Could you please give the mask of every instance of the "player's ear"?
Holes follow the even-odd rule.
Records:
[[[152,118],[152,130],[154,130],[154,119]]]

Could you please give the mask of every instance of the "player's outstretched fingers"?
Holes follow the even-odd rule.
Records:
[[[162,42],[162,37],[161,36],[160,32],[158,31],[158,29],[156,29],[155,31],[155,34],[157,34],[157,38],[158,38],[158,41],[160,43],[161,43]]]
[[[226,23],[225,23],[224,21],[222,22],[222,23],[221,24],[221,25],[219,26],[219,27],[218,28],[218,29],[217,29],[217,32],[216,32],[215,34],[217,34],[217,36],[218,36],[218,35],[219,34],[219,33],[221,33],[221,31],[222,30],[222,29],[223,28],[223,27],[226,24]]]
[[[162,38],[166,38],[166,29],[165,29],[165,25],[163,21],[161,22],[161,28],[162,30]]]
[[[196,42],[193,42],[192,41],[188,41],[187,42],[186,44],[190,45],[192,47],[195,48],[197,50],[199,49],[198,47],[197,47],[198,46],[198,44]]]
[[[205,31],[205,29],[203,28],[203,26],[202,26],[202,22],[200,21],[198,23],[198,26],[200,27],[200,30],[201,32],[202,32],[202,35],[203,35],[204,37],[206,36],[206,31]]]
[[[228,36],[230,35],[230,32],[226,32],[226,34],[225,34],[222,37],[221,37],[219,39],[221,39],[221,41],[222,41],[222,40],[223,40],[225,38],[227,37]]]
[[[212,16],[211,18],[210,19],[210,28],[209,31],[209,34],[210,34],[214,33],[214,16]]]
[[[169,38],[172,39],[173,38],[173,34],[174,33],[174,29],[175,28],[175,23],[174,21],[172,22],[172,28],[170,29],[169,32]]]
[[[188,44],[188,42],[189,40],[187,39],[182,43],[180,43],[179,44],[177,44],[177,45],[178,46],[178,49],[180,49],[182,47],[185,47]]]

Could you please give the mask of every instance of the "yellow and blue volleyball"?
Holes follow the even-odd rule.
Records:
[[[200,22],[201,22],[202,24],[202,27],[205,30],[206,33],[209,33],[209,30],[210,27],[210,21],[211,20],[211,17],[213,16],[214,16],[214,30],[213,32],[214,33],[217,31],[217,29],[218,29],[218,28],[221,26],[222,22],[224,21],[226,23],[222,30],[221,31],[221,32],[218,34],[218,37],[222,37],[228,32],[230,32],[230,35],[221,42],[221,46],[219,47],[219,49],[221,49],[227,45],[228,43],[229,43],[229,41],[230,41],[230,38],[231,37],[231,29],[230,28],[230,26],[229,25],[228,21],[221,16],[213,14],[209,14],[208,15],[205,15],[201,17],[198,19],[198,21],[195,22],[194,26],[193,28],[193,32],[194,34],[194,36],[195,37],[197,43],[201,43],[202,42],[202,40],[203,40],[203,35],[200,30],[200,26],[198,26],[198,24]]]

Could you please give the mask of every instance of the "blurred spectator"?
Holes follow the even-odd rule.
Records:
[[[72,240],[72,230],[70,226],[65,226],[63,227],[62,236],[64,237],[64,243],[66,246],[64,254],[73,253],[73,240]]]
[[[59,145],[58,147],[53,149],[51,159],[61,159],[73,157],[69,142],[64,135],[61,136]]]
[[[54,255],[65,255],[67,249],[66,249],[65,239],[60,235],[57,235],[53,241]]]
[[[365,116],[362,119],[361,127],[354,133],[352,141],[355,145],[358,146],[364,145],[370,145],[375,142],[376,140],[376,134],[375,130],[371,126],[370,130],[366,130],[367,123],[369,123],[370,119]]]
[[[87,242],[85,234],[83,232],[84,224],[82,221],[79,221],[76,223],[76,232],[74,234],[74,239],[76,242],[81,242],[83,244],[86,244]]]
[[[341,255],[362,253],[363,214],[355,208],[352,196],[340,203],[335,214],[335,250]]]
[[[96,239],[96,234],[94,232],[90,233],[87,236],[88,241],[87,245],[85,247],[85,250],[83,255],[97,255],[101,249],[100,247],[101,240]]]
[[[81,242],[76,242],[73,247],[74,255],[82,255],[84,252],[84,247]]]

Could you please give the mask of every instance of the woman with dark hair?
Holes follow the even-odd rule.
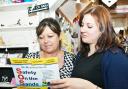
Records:
[[[72,78],[51,89],[128,89],[128,57],[118,43],[109,11],[93,6],[80,16],[81,49]]]
[[[40,51],[28,53],[26,58],[58,57],[60,78],[71,76],[75,55],[61,50],[61,28],[53,18],[43,19],[36,28]]]

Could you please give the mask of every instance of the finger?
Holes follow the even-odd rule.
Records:
[[[50,85],[50,89],[67,89],[67,86],[65,84]]]

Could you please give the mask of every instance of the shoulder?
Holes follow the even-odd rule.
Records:
[[[128,56],[126,55],[126,53],[124,52],[124,50],[122,48],[119,47],[113,47],[110,48],[108,50],[106,50],[104,52],[104,56],[105,58],[109,58],[108,60],[111,59],[128,59]]]
[[[70,52],[64,51],[64,59],[75,60],[76,59],[76,55],[74,53],[70,53]]]
[[[103,53],[102,73],[105,89],[128,88],[128,57],[120,48],[108,49]]]
[[[128,70],[128,56],[120,48],[108,49],[103,54],[102,65],[113,71]]]
[[[25,55],[25,58],[38,58],[39,52],[31,52]]]

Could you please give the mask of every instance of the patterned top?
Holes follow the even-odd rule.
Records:
[[[39,52],[28,53],[25,58],[40,58]],[[60,68],[60,78],[67,78],[71,76],[73,70],[73,62],[75,61],[76,56],[72,53],[64,51],[64,65]]]

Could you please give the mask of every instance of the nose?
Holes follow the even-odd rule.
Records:
[[[48,42],[48,39],[47,38],[44,38],[44,43],[47,43]]]

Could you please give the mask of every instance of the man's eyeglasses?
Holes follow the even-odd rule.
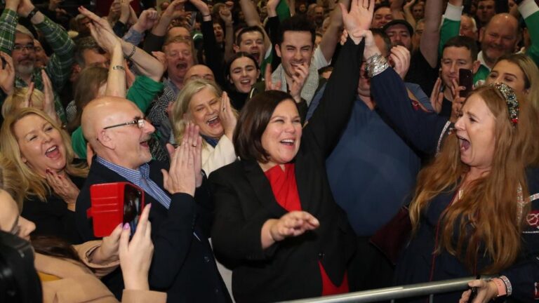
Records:
[[[132,125],[132,124],[136,124],[139,128],[143,128],[145,121],[145,120],[144,118],[139,118],[139,119],[135,119],[135,120],[129,122],[107,126],[106,128],[103,128],[103,129],[105,130],[105,129],[112,128],[115,127],[124,126]]]
[[[13,46],[13,50],[34,50],[36,48],[34,44],[27,44],[25,46],[22,44],[15,44]]]

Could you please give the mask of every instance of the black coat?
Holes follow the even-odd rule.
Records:
[[[150,179],[161,186],[161,169],[167,169],[167,166],[152,161],[149,166]],[[116,182],[127,180],[98,161],[93,162],[76,203],[77,227],[86,241],[95,238],[92,221],[86,217],[86,210],[91,205],[90,186]],[[152,290],[166,292],[168,302],[229,302],[207,239],[211,200],[204,183],[195,196],[196,201],[187,194],[173,194],[167,210],[145,194],[146,203],[152,203],[149,221],[154,246],[149,286]]]
[[[233,269],[232,290],[239,302],[320,296],[319,261],[333,284],[343,281],[356,238],[333,201],[325,161],[348,121],[362,53],[362,46],[347,42],[294,159],[302,209],[319,220],[318,229],[262,250],[262,225],[287,211],[276,201],[258,163],[236,161],[210,176],[215,207],[213,248],[218,259]]]

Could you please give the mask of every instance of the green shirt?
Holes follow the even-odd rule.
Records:
[[[127,91],[126,99],[133,101],[143,113],[145,113],[156,95],[163,90],[163,83],[157,82],[146,76],[138,76],[135,82]],[[86,159],[86,140],[79,126],[71,134],[71,144],[79,158]]]

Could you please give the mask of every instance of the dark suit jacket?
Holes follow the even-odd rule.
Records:
[[[294,160],[302,209],[320,227],[262,250],[260,230],[270,219],[287,212],[255,160],[236,161],[212,173],[215,216],[212,229],[218,259],[233,268],[234,299],[274,302],[321,295],[319,261],[337,285],[342,282],[356,238],[333,201],[325,161],[348,121],[355,100],[361,46],[348,41],[312,120],[303,129]]]
[[[167,166],[152,161],[149,166],[150,179],[162,186],[161,169],[167,169]],[[116,182],[127,180],[98,161],[93,162],[76,202],[77,227],[86,241],[95,238],[92,221],[86,217],[91,205],[90,186]],[[229,302],[207,239],[211,200],[204,183],[195,196],[197,201],[187,194],[172,195],[167,210],[145,194],[145,202],[152,203],[149,221],[154,246],[149,276],[150,288],[166,292],[167,302]]]

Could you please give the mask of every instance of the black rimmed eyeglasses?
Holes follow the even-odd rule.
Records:
[[[132,125],[132,124],[136,124],[137,126],[139,128],[144,128],[144,123],[145,123],[145,121],[146,121],[146,120],[144,118],[138,118],[138,119],[135,119],[135,120],[131,121],[129,122],[126,122],[126,123],[123,123],[114,124],[113,126],[107,126],[105,128],[103,128],[103,129],[105,130],[105,129],[112,128],[115,128],[115,127],[124,126]]]

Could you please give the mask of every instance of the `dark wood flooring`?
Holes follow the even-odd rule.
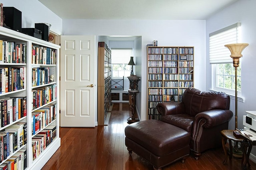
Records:
[[[95,128],[60,128],[61,145],[42,169],[46,170],[153,170],[148,162],[133,152],[130,156],[124,143],[124,129],[130,117],[128,104],[114,103],[108,126]],[[178,161],[162,169],[240,170],[241,160],[222,162],[222,148],[203,152],[198,160],[192,156],[183,164]],[[256,170],[250,160],[248,170]]]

::::

> [Exercise aim]
Rescale the records from the start through the line with "[[[152,118],[152,130],[154,130],[154,119]]]", both ends included, by writing out only those lines again, requests and all. Multiply every polygon vertex coordinate in the answers by 1.25 and round each to a whole number, with halves rounding up.

> [Answer to the exercise]
Could you please give the mask of every instance of the "player's ear"?
Holes follow the even-odd rule.
Records:
[[[190,148],[190,163],[193,163],[193,149]]]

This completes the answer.